> **Saved entries**

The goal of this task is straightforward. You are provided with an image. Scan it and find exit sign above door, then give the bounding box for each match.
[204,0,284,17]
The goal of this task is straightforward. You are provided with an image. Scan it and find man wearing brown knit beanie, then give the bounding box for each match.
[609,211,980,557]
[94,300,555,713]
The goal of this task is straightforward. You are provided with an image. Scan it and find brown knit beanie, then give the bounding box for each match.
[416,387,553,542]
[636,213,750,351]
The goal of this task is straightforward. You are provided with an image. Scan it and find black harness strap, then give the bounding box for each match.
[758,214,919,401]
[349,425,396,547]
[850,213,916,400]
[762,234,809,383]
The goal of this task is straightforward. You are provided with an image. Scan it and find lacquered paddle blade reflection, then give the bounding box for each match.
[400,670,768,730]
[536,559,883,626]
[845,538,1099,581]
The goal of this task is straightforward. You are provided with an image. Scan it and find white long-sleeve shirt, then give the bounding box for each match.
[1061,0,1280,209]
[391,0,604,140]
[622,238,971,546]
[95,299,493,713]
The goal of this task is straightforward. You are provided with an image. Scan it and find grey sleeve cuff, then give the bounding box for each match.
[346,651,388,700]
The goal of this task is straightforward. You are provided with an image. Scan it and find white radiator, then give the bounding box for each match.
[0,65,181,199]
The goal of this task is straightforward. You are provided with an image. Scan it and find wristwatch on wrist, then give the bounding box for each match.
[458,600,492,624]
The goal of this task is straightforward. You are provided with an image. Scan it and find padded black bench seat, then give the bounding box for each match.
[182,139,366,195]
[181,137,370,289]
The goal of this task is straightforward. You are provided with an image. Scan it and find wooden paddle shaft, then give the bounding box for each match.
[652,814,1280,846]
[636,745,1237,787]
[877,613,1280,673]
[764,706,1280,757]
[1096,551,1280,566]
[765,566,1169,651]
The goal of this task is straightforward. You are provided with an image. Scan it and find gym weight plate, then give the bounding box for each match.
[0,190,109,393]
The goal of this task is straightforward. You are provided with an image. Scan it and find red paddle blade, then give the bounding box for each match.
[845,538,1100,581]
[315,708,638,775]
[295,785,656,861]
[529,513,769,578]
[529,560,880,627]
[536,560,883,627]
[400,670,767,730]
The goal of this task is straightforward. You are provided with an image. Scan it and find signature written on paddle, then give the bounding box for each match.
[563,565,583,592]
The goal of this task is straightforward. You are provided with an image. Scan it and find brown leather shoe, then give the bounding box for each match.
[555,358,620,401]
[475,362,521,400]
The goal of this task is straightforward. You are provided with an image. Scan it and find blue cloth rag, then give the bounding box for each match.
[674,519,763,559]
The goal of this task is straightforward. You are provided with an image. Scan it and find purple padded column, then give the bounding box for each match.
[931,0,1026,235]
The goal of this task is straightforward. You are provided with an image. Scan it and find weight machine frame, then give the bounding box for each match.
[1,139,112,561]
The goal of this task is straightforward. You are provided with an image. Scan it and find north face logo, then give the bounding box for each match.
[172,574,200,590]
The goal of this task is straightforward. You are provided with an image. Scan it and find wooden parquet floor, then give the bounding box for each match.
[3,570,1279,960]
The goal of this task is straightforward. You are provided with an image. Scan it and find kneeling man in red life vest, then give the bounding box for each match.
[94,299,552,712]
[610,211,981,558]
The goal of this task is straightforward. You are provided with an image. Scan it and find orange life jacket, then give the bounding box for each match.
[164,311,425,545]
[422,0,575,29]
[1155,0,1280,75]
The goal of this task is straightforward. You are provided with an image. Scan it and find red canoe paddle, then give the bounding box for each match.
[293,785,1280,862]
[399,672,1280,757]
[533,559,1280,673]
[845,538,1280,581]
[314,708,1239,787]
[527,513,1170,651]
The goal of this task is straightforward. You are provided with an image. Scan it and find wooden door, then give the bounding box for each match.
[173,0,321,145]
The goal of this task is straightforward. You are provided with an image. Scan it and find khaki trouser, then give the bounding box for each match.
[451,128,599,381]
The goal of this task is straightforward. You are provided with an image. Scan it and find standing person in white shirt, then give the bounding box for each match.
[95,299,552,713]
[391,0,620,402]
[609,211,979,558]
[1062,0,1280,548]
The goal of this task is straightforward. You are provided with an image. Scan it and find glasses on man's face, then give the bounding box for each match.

> **Exercise details**
The entries above must be repeated word for word.

> **Response to the task**
The goal of this task is straightforward. You are provided with an image. Scan it and find exit sign above door, then give the bounding box for each match.
[204,0,284,17]
The goal of this task is straightforward. You are provided with an image. Scan it and find man wearing brown knit beanie, then give the bounding box for each match.
[609,211,980,557]
[94,300,555,713]
The goal of this task is straightforward. You are provided with an image. Scan it and find brown knit beanie, then give the bounding box for each match.
[416,387,553,542]
[636,213,750,351]
The goal of this task is straightforward. You are provided with an image. Scan it and find black harness strap, then give the bounding box for each match.
[758,214,919,401]
[349,425,396,547]
[850,213,916,400]
[762,234,809,383]
The goal of this task is straightforward. You are provided with an image. Scan it and find lacquered paddle blade reflection, then give the bounding box for each match.
[400,670,768,730]
[536,559,883,626]
[845,538,1099,581]
The goal of this task is straightforward. You are provided with an image. Scan it and find white long-sleeve shirt, then give the bounding box for each match.
[1061,0,1280,209]
[391,0,604,140]
[622,238,971,546]
[95,299,493,713]
The goal of this task is straightforward. You are provided with an image. Scan it and find grey sleeve cuff, then give the bounding box for each match.
[346,651,388,700]
The goal of this task is straightforward. You are provided with an image. Scan it and find white radiator, then give the bounding box for each match.
[0,65,181,199]
The goal of this task is straightforward. You are provided with an image. Scan it and find wristwatch on wrist, then give the bounding box for each match.
[458,600,492,624]
The goal of this task is straightforward. You are provided with an image. Scan it and find padded black bench seat, then give the bounding box for each match.
[182,139,366,195]
[181,137,370,289]
The goal of this task is straightforward. You are provided with an image. Scan it and find wooden paddle shaft, then give the bounding box for each match.
[652,814,1280,846]
[636,745,1237,787]
[877,613,1280,673]
[764,706,1280,757]
[1096,551,1280,566]
[765,566,1169,651]
The goal of this task is straightforward. You are provided with an image. Scan it and find gym weight plate, then give the bounding box for each match.
[0,190,109,393]
The goal of this task is straightforward. You are provided with an image. Scan it and find red paddle blade, then give the bounding box for each match.
[845,538,1100,581]
[315,708,638,775]
[295,785,656,861]
[529,513,769,578]
[529,560,880,627]
[536,560,883,627]
[400,670,767,730]
The goal of this task is straightforward. You are provided with an image. Scan it and find signature written on paddle, then give the bounding box for each match.
[563,565,583,592]
The goal of this task is straightforward. You are provided with an image. Scan it and find brown leather shoe, then give the bounding box for each match.
[555,358,620,401]
[475,362,521,400]
The goal of this task is straightforward. You are provided with an image. Scan it and find blue cloth rag, then give the bounding box for each match.
[674,519,763,559]
The goal of this task is straightforward. You are provided with an image. Scan it and find purple padded column, then give the bounding box for each match.
[931,0,1026,235]
The goal of this task is straightforward. You are provided with an image. Scan it and find weight machine frame, then give the bounding box for each match.
[1,139,112,561]
The goal of this task is straightforward. You are provided with an image. Scan it and find north face logo, then give the bounding box for each match.
[172,574,200,590]
The goal of this task is straightforward. You are provided with an image. Scan it and find wooden parquet floor, then give the bounding box for each match.
[3,570,1279,960]
The goal of this task is straightforward. You are provided with an image. Scan it and find kneeling man in red life vest, then give the bounding box for each match.
[94,299,552,712]
[610,211,981,558]
The goal of this task is straightforward. You are provided with an image. Scan it and find orange life jacket, then give the bounding box for each match.
[164,311,425,545]
[422,0,575,29]
[1155,0,1280,75]
The goal of this task is straightforward. You are provided with an image. Scan it and find red canoe paddle, then give the bounding box for each match.
[293,785,1280,862]
[399,672,1280,757]
[533,559,1280,673]
[845,538,1280,581]
[314,708,1239,787]
[527,513,1170,651]
The goal of this task is straightforward. You are provided with an image. Scan it and find wooden door, then give the bounding box for each match.
[173,0,321,145]
The goal of this task is straightforward. You are provided with an image. Scan it and find khaki trouser, then give the bounding box for each match.
[451,128,599,381]
The goal of this task is straightforward. You are provided with an image. Scan it and find standing person in white shirt, then give the bounding box for each match.
[95,299,552,713]
[391,0,620,402]
[609,211,979,558]
[1062,0,1280,548]
The goal of this task is straightforward. You are provided with an image. Scan it and find glasses on man's face, then give the bounding box for each match.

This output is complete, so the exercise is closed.